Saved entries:
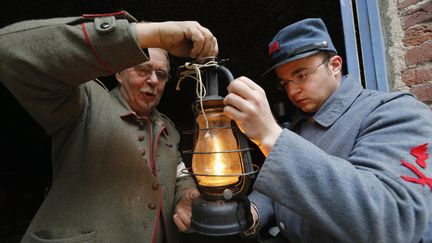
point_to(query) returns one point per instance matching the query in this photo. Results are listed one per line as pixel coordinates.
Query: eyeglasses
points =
(300, 77)
(146, 71)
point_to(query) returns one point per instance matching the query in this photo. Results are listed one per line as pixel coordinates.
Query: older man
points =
(116, 164)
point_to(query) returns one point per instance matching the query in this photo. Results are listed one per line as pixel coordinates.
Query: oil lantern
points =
(221, 162)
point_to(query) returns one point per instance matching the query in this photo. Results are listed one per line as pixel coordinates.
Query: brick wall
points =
(416, 20)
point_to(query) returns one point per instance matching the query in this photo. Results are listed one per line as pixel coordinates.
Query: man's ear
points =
(119, 77)
(336, 64)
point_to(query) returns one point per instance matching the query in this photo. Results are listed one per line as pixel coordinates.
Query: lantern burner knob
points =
(227, 194)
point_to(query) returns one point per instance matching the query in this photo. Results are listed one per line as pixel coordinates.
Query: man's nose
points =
(152, 78)
(293, 89)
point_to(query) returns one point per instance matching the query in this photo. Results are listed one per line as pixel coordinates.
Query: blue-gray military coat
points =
(358, 170)
(114, 174)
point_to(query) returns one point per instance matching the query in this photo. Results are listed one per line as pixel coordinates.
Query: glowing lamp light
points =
(221, 163)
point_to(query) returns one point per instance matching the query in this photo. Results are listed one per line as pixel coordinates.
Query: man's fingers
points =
(204, 43)
(180, 225)
(182, 219)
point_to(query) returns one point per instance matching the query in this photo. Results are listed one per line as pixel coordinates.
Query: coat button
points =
(281, 226)
(155, 186)
(105, 26)
(152, 205)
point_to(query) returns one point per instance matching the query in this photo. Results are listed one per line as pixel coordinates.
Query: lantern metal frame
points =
(223, 210)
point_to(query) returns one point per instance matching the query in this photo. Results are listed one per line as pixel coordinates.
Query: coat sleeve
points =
(364, 198)
(45, 61)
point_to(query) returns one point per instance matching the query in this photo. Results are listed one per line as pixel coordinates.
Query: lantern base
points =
(219, 218)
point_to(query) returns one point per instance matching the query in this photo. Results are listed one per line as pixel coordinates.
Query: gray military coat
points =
(358, 170)
(114, 174)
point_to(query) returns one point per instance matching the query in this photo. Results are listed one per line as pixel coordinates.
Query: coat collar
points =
(334, 107)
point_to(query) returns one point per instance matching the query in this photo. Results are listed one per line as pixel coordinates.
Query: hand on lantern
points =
(183, 210)
(246, 103)
(180, 38)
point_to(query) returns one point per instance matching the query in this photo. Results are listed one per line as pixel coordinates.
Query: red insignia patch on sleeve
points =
(420, 152)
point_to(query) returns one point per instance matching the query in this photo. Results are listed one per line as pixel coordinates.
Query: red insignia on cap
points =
(420, 152)
(274, 46)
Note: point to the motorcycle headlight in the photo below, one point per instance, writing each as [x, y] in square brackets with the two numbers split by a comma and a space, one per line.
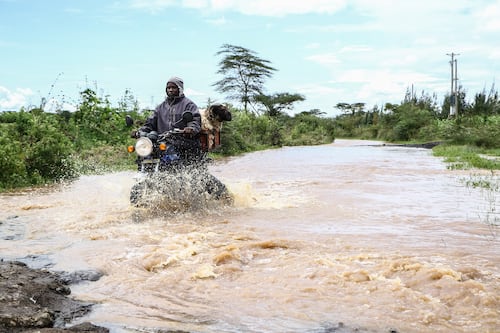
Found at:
[143, 147]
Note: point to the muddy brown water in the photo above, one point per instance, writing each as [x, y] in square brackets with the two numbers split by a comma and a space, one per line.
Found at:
[379, 238]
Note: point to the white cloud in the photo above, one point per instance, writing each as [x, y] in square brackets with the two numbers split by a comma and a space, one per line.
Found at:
[487, 17]
[324, 59]
[14, 100]
[253, 7]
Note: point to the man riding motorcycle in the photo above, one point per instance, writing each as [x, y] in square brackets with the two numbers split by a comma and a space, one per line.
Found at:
[168, 115]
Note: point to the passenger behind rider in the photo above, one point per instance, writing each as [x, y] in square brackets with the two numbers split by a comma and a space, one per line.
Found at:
[168, 115]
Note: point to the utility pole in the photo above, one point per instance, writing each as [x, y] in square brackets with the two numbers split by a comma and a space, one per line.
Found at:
[454, 85]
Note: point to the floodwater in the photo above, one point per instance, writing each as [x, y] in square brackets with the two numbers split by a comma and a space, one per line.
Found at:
[378, 238]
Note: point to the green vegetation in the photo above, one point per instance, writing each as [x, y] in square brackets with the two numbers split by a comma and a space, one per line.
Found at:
[472, 139]
[38, 147]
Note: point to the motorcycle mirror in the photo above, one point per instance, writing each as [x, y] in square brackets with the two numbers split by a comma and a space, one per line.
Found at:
[129, 121]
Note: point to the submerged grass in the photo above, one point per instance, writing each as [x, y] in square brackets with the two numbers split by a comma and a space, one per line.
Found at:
[466, 157]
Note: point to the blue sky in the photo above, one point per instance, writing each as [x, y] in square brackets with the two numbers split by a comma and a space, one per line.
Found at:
[330, 51]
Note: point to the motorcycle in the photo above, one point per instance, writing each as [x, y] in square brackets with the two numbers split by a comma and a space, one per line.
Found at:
[173, 172]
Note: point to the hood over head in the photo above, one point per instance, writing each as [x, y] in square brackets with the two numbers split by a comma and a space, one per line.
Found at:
[178, 82]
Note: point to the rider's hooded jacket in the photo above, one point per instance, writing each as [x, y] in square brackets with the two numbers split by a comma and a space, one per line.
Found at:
[168, 114]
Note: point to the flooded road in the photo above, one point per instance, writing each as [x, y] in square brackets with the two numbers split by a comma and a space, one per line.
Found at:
[379, 238]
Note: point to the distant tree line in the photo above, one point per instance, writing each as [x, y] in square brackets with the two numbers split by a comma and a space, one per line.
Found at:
[38, 147]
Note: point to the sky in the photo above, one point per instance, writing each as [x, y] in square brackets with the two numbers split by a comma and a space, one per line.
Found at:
[329, 51]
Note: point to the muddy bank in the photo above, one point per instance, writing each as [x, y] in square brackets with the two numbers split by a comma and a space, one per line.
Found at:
[39, 301]
[33, 300]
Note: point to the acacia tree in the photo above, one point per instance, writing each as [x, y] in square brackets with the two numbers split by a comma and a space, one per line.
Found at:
[243, 73]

**Task statement**
Images are to be skipped, and each line above is to be returned exactly.

**Response box**
point_to(query) returns one point per instance matching the query in this photo. Results are listed one per line as pixel coordinates.
Query: eyeglasses
points =
(300, 77)
(146, 71)
point_to(query) returns one point per instance matching the query in this photo. Results are listed one per line as pixel coordinates.
Query: older man
points =
(116, 164)
point_to(query) returns one point per instance matching the query in this photo. Results are listed one per line as pixel coordinates.
Query: oil lantern
points =
(221, 162)
point_to(query) returns one point per instance matching the query in this photo. Results are listed one per line as pixel coordinates.
Query: brick wall
points =
(416, 20)
point_to(query) returns one point per instance matching the query in this photo. Results are listed one per line as pixel coordinates.
Query: man's ear
points =
(119, 77)
(336, 64)
point_to(query) returns one point per instance matching the query in this photo. Results are listed one per line as pixel coordinates.
Query: lantern burner knob
points =
(227, 194)
point_to(query) returns one point per instance matching the query in this photo. Results are listed one per line as pixel coordinates.
Query: man's nose
points =
(152, 78)
(293, 89)
point_to(query) returns one point per instance matching the query in this photo. Results are listed one per line as pixel coordinates.
Query: blue-gray military coat
points =
(358, 170)
(114, 174)
point_to(query) returns one point per instance matching the query in this photo. Results are listed one per line as pixel coordinates.
Query: glowing lamp light
points =
(221, 163)
point_to(query) returns one point per instance matching the query in this photo. Results are listed one per line as pixel coordinates.
Query: man's fingers
points =
(204, 43)
(180, 225)
(182, 219)
point_to(query) returns one point per instance matching the query in this photo. Results are listed one per line as pixel coordinates.
Query: coat button
points =
(281, 226)
(155, 186)
(105, 26)
(152, 205)
point_to(query) returns one point per instance matching the query in this photo. Results are listed one per line as pixel coordinates.
Query: lantern metal frame
points =
(223, 210)
point_to(query) returns one point per instance matching the query in this photo. Results are listed one per line as pixel coordinates.
Query: coat sleeve
points =
(364, 198)
(45, 61)
point_to(query) returns one point per instance matching the query in this photo. Results are listed one per line as pixel coordinates.
Query: lantern base
points =
(219, 218)
point_to(query) returns one point per instance matching the query in this photo. Results are listed one per line as pixel coordinates.
Query: gray military coat
points =
(358, 170)
(114, 174)
point_to(query) returns one point per instance matching the query in this photo. Results are listed one per line as pixel coordinates.
Query: coat collar
points =
(334, 107)
point_to(query) returns one point per instance matching the query in this photo. Results are listed one per line as pixel coordinates.
Query: hand on lantern
points =
(183, 210)
(246, 103)
(180, 38)
point_to(query) returns one point per instance matching the query in this photo. Results are listed one per line as pixel coordinates.
Query: red insignia patch on sleeve
points =
(420, 152)
point_to(query) returns one point per instance matching the query in this photo. Results are listed one per line as pixel coordinates.
Query: red insignia on cap
points =
(420, 152)
(274, 46)
Note: point to the motorcycle headlight in the photo below, one point per instance, writing each as [x, y] in square brackets with the two numbers split by a comma and a space, one per line.
Found at:
[143, 147]
Note: point to the muddy brown water in the photo above, one point per instance, writing each as [x, y] in square brackets with the two numbers split by a comma and a space, one per line.
Found at:
[379, 238]
Note: point to the white cloud in the photo above, one point per instance, writing each as [x, y] in square brackets with the two numbers split by a comma and a space, one per line.
Found at:
[487, 17]
[324, 59]
[14, 100]
[253, 7]
Note: point to the man riding motorcycle in the photo above, one point per instance, writing each as [x, y] in square brackets with the two numbers split by a comma and a space, one per line.
Found at:
[168, 115]
Note: point to the passenger behind rider in the photo above, one point per instance, writing each as [x, y] in square brackets with the two numbers split by a comma and a space, one per line.
Found at:
[168, 115]
Note: point to the utility pole in the photo above, one point per instance, writing each as [x, y] in square brackets with the two numbers split by a comma and a space, one per line.
Found at:
[454, 85]
Note: point to the floodwater in the photo above, one point per instance, writing each as [x, y] in square brackets with the two numbers split by a comma and a space, one per line.
Found at:
[378, 238]
Note: point to the green vegetation in the photo above, one point per instance, writing each as [x, y] in square brackets with the two numbers split by a comma and a space, one per line.
Found at:
[472, 139]
[38, 147]
Note: point to the motorcycle mirror in the photo above, one point per instance, writing each as [x, y] in square brackets with the two numbers split by a comma and a space, one per line.
Found at:
[129, 121]
Note: point to the submerged grass in the photo above, one point per instance, writing each as [x, y] in square brackets with the two numbers split by a comma and a space, one per line.
Found at:
[466, 157]
Note: point to the blue sky in the photo above, one point per instance, writing each as [x, y] in square brackets with the two numbers split by a comma and a space, one per line.
Found at:
[330, 51]
Note: point to the motorcycle in the photo above, one point per instance, writing each as [x, y] in square brackets with the two numbers split by a comma and a space, one per line.
Found at:
[173, 172]
Note: point to the hood over head in the photo above, one point per instance, writing each as [x, y] in square brackets with the two numbers split by a comma and a space, one per line.
Found at:
[178, 82]
Note: point to the rider's hooded jacket in the photo above, one point per instance, writing each as [x, y] in square brackets with the two numbers split by a comma and a space, one per line.
Found at:
[168, 114]
Note: point to the flooded road in the photo above, one point per instance, writing each as [x, y] in square brackets with the two numbers split by a comma and a space, one per line.
Found at:
[379, 238]
Note: point to the distant tree line in the photo above, one point per instance, writing each as [x, y] in square brackets with the two numbers split by a comma and a space, one per line.
Found at:
[38, 147]
Note: point to the sky in the photo above, one point per instance, writing each as [x, y] in square brackets with the two numbers split by a comma and a space, one per line.
Found at:
[329, 51]
Note: point to the muddy bank in the photo above, one point per instance, writing each as [x, y] in square brackets with the two numbers split by a comma and a space, one per line.
Found at:
[39, 301]
[33, 300]
Note: point to the acacia tree in the photo above, one point per instance, writing each as [x, y] in square brackets with the two numbers split by a comma and a space, one per line.
Found at:
[243, 73]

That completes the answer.